> Assignment
Identify each line below that contains the word "wheel", and copy it out.

Source information section start

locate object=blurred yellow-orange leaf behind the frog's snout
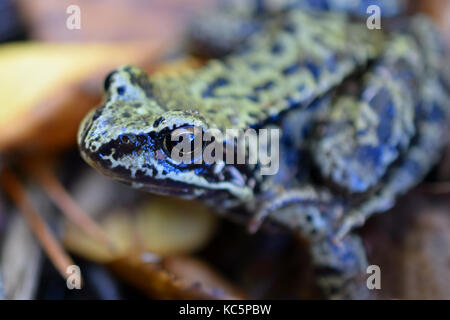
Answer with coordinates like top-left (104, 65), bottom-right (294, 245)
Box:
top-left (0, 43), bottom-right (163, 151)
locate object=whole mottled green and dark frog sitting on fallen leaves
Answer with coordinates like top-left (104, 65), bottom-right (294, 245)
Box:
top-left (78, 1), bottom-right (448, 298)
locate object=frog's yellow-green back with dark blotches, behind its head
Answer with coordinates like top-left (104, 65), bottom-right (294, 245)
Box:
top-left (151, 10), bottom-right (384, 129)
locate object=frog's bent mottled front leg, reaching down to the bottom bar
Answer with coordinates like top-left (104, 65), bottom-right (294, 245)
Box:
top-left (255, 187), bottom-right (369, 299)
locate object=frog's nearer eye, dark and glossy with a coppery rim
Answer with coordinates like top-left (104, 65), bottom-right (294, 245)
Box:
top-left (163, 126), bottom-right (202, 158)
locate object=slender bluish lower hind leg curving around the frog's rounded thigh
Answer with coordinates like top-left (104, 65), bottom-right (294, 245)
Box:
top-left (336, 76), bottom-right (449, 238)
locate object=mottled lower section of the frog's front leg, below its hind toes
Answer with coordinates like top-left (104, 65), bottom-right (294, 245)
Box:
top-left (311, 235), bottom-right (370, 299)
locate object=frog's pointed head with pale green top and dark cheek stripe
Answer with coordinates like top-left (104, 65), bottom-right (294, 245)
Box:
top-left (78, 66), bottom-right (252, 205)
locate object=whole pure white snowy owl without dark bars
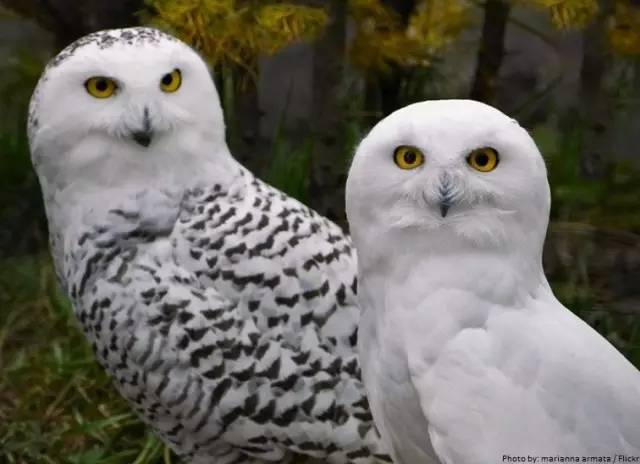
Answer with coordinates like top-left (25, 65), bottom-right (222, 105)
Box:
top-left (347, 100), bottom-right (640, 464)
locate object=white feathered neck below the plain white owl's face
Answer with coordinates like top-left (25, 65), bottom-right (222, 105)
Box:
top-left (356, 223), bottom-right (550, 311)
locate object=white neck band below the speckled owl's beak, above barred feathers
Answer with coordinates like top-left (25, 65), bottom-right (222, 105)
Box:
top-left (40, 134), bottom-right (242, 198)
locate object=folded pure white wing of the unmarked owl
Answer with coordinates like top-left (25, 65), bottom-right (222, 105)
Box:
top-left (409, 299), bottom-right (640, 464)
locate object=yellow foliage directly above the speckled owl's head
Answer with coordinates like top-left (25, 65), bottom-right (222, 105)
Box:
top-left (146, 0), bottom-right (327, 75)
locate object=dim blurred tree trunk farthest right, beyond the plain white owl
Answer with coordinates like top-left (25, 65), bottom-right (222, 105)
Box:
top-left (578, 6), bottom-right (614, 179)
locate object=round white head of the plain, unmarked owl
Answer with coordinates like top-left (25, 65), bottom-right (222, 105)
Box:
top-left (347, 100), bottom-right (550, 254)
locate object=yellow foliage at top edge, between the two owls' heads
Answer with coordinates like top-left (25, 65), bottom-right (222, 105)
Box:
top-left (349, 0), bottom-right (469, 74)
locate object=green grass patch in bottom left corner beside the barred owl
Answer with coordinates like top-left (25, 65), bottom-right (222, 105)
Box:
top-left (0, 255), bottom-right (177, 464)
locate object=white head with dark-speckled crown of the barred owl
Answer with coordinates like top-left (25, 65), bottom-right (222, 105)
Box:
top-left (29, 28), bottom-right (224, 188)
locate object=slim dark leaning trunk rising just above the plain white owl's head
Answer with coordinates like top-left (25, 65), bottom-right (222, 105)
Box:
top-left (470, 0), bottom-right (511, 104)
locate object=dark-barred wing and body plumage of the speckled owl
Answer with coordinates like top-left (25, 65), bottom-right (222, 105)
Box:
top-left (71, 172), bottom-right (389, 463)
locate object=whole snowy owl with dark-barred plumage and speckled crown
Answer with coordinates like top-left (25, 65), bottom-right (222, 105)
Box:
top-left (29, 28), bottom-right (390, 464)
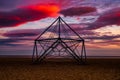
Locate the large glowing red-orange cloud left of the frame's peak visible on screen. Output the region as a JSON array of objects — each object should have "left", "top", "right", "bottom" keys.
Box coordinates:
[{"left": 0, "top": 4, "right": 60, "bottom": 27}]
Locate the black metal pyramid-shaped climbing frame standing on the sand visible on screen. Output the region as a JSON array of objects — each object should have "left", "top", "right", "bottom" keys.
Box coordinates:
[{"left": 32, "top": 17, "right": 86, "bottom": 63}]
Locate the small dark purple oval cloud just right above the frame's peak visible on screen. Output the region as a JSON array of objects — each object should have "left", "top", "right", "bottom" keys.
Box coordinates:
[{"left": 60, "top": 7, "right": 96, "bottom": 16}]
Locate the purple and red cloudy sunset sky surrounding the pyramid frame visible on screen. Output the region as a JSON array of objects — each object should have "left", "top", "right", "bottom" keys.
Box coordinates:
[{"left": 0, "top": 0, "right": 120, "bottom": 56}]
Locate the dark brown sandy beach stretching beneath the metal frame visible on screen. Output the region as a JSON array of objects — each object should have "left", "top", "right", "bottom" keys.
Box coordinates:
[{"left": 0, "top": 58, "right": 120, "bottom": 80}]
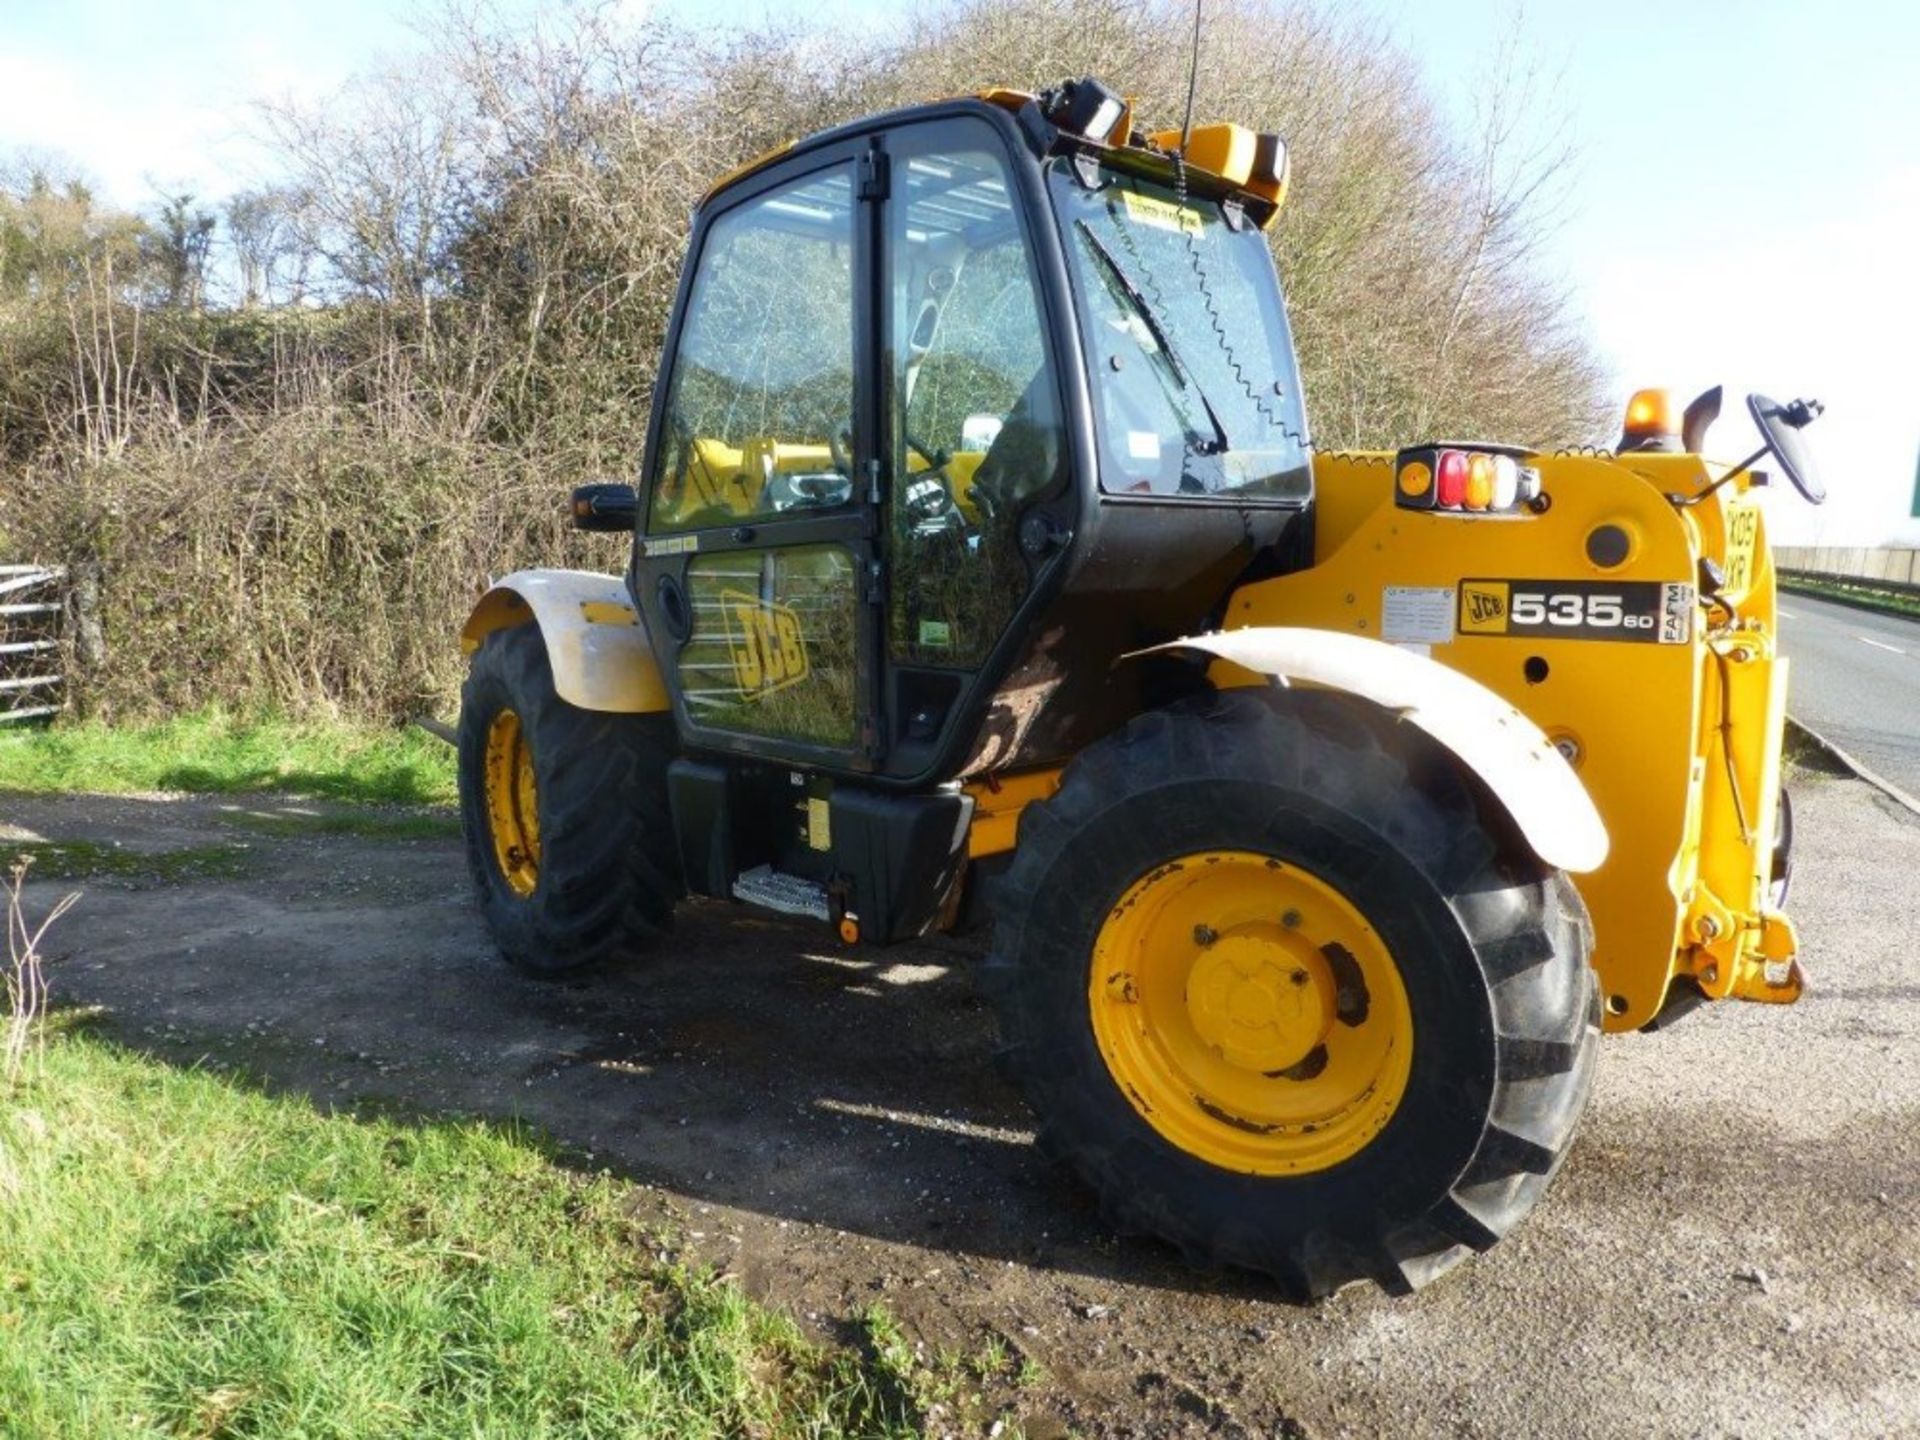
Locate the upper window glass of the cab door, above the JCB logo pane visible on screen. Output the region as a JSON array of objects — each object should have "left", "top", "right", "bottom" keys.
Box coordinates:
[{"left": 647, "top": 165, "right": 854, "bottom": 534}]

Source information section end
Source information section start

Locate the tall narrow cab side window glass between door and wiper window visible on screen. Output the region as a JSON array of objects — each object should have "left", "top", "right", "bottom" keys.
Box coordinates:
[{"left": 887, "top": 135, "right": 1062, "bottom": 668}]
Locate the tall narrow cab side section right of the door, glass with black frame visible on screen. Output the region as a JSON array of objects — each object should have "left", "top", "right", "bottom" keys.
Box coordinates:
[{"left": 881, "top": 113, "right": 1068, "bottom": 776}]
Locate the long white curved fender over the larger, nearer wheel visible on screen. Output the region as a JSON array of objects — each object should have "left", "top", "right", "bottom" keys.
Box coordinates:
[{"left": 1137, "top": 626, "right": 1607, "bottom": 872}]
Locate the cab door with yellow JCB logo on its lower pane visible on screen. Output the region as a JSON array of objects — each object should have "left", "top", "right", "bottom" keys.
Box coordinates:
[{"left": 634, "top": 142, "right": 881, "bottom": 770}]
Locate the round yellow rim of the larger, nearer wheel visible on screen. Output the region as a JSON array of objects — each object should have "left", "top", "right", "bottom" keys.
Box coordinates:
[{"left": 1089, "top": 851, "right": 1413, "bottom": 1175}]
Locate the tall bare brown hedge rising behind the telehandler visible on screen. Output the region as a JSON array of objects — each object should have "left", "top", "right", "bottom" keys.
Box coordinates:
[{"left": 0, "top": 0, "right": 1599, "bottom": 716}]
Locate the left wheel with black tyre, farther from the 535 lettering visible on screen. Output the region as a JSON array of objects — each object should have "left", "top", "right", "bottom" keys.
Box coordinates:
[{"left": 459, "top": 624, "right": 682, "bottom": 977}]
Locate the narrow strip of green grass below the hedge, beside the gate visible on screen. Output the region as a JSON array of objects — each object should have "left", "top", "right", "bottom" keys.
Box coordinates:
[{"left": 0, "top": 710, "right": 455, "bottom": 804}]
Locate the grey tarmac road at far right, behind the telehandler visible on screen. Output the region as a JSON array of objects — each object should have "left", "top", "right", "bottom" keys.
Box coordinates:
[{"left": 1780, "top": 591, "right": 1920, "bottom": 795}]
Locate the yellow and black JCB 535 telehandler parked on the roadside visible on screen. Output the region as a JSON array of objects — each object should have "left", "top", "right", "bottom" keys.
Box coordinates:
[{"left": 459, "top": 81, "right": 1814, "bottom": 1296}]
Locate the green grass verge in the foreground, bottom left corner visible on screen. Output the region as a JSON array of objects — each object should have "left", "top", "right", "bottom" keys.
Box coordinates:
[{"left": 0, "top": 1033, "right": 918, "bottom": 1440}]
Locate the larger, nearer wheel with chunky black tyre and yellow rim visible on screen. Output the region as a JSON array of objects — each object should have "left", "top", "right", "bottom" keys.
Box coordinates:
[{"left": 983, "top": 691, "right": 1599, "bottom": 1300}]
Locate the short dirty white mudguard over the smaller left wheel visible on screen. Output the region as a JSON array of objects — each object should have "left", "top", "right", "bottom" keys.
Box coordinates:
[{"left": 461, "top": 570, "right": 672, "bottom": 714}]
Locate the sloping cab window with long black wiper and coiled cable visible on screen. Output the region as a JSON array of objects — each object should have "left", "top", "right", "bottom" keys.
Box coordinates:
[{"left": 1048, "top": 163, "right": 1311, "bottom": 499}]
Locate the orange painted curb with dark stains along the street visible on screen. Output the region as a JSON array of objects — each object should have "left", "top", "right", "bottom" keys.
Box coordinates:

Source information section end

> Finished exercise
Locate the long white curved fender over the larger, nearer wheel visible on screen. Output the region as a JSON array of objects — each object should have "left", "top", "right", "bottom" keys.
Locate the round yellow rim of the larger, nearer wheel visible on screen. Output the region as a JSON array of objects — each object should have "left", "top", "right", "bottom" keys.
Locate the left wheel with black tyre, farther from the 535 lettering visible on screen. Output the region as a JSON array of objects — each object should have "left", "top", "right", "bottom" keys.
Locate the larger, nearer wheel with chunky black tyre and yellow rim visible on screen. Output the region as a JSON array of objects — each object should have "left", "top", "right", "bottom" keys.
Locate the short dirty white mudguard over the smaller left wheel visible on screen. Output the region as a JSON array of objects — each object should have "left", "top", "right", "bottom" keys.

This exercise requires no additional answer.